Dataset entries
START

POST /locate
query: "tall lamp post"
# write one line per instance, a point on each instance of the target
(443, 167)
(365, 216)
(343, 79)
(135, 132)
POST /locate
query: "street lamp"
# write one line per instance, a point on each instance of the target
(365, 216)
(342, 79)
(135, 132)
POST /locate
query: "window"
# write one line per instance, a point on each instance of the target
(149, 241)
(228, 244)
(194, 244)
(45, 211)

END
START

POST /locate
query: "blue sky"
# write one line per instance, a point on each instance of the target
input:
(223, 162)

END
START

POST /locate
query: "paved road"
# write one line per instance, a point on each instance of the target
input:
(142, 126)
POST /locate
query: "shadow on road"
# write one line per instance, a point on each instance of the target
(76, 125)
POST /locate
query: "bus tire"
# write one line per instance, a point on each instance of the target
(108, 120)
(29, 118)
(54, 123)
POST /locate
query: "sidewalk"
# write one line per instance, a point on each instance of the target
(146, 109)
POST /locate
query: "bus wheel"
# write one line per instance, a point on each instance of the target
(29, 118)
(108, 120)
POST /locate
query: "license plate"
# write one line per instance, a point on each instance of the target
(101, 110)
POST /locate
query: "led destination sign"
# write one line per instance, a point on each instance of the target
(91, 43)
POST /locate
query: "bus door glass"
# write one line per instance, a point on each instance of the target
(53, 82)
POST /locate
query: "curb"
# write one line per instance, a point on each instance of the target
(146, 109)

END

Problem to work on =
Return every line of the records above that contains the word "lamp". Treat uppercase and lowercase as different.

Response =
query: "tall lamp post"
query: "street lamp"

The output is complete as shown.